Written instruction A » Write out the passage of the Abu Ghraib commentary that begins with the words containing "Not to be outdone" and ends with "American porn industry.".
Written instruction B » Continue the commentary on reactions to the Abu Ghraib photos from the point where it stops.

Page »
Limbaugh was quick to point out the real culprit: porn
— gay porn, specifically. Apparently the soldiers
involved (who were photographed many times having heterosexual
sex with one another) got these ideas from gay Web sites,
which you can access “if you have a password.”
What Limbaugh was doing with the password to gay porn
sites, he’ll never tell.
Not to be outdone in the what-the-hell department,
American Digest takes this connection even further,
claiming that porn of the Internet age must include
“orgiastic bisexual hanky-panky.” Well,
no. But it’s a plus. In the very next sentence,
things get even more bizarre, as the author claims,
“The most sought-after sexual fantasy partner
in the realms of porn today is the transsexual.”
The connection is obvious: Chicks with dicks apparently
are torturing prisoners in Iraq. Who knew? But, then,
I didn’t even know that transsexuals were the
backbone of the $17 billion-a-year American porn industry.
Jeff Jacoby of the Boston Globe is horrified at this
kind of pornographic imagery. In his view, the left
is to blame. They’ve censored the beheading of
Nicholas Berg, but apparently are playing the many videos
of Iraqi prisoner abuse around the clock, in an effort
to undermine the war effort.
Really, Jeff? Where? I had thought that only a small
number of the hundreds of existing Abu Ghraib still
photos had been released, that none of the videos had
seen the light of day, and that a proportionally equal
number of stills taken from the Berg video had been
widely shown. I must be imagining this, but I clearly
remember seeing him kneeling, dressed in orange, with
a piece of paper in his hand, in front of a line of
scary-lookin’ terrorists, right there on the evening
news. I also recall seeing an excerpt of the video posted
on Yahoo! News, just moments ago. I guess I was just
dreaming. Wow, then, I must have dreamt up those fake
Abu Ghraib rape pictures that I so clearly recall the
Globe itself running just days earlier.
Right-thoughts.us, a right-wing Web site, on which
the content all seems to come from a single poster named
JohnK (a music lover/gun nut with five cats who says
he believes “we _never_ landed on the moon, but
JFK *might* have been shot by a single shooter”),
is also outraged that the media didn’t spend enough
time covering the beheading. He also seems to see it
as a justification to escalate things further, suggesting
a response that we should, “Blow the whole fucking
country up for all I care.”

Data excerpt »
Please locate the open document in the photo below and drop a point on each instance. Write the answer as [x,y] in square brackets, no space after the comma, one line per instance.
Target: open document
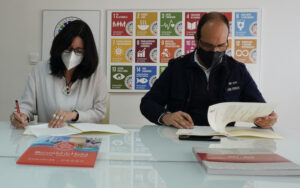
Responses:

Written reply A »
Not to be outdone in the what-the-hell department,
American Digest takes this connection even further,
claiming that porn of the Internet age must include
“orgiastic bisexual hanky-panky.” Well,
no. But it’s a plus. In the very next sentence,
things get even more bizarre, as the author claims,
“The most sought-after sexual fantasy partner
in the realms of porn today is the transsexual.”
The connection is obvious: Chicks with dicks apparently
are torturing prisoners in Iraq. Who knew? But, then,
I didn’t even know that transsexuals were the
backbone of the $17 billion-a-year American porn industry.

Written reply B »
Here’s a tip for the right wing: You can’t
expect this story to go away if it is constantly unfolding.
Each new revelation will be front-page news until Republicans
agree to make all of the pictures and video public.
Unless everything comes out at once, or there are a
lot more beheadings, it will continue to dominate the
nightly news.
Ann Coulter, who usually reaches her idiotic conclusions
by actually researching a subject but then applying
ludicrous reasoning, stepped out of form in her efforts
to blame women for the ordeal. Suddenly, she sees no
need to research at all. Three women are clearly involved,
which apparently is a disproportionate number, which
makes women “too vicious” to serve in the
military. Of course, only a few pictures have been seen,
and in retrospect it seems that that was apparently
because the boys couldn’t keep their pants on
long enough for the autofocus to kick on, but …
Ann’s very presence is still an argument for keeping
women away from firearms.
Still, I believe that I speak for the majority of Americans
when I say that the most ridiculous placement of blame
comes from James Taranto’s ridiculous online journal
(http://www.opinionjournal.com/). After first asserting
that gays were to blame (this theory was quietly forgotten
when all the hetero sex came out), he changed his theory.
Now, higher education is to blame.
It seems that colleges discourage military service
because the academic world leans to the left. So, the
best and brightest are discouraged from military service
because recruiters are barred from campus. This all
started as a protest of Vietnam, he explains, apparently
unaware that military recruiting switched from “best
and brightest” to “most expendable”
immediately after America saw what happened to Europe
in World War I. So his line of reasoning is this: Academics
are liberal, so they’re not soldiers, so soldiers
are dumb, so they stick glow sticks up people’s
asses and murder them. Sound reasoning if I’ve
ever heard it. He is right about one thing: Study after
study has shown that the most educated Americans vote
heavily Democratic.
Taranto also has another point: America does need to
be more selective about who we allow to represent us
to the world (and more importantly, who we give guns
to). This became clear to me in the 1990s, when the
debate of women and gays in the military seemed to hinge
on “morale.” If you can’t handle fighting
next to a woman or showering with a gay guy, your maturity
level should forbid you from military service. It’s
that simple. But, then, who needs gay guys when straight
ones can engage in as many homoerotic acts as they want,
as long as it’s in the name of patriotism?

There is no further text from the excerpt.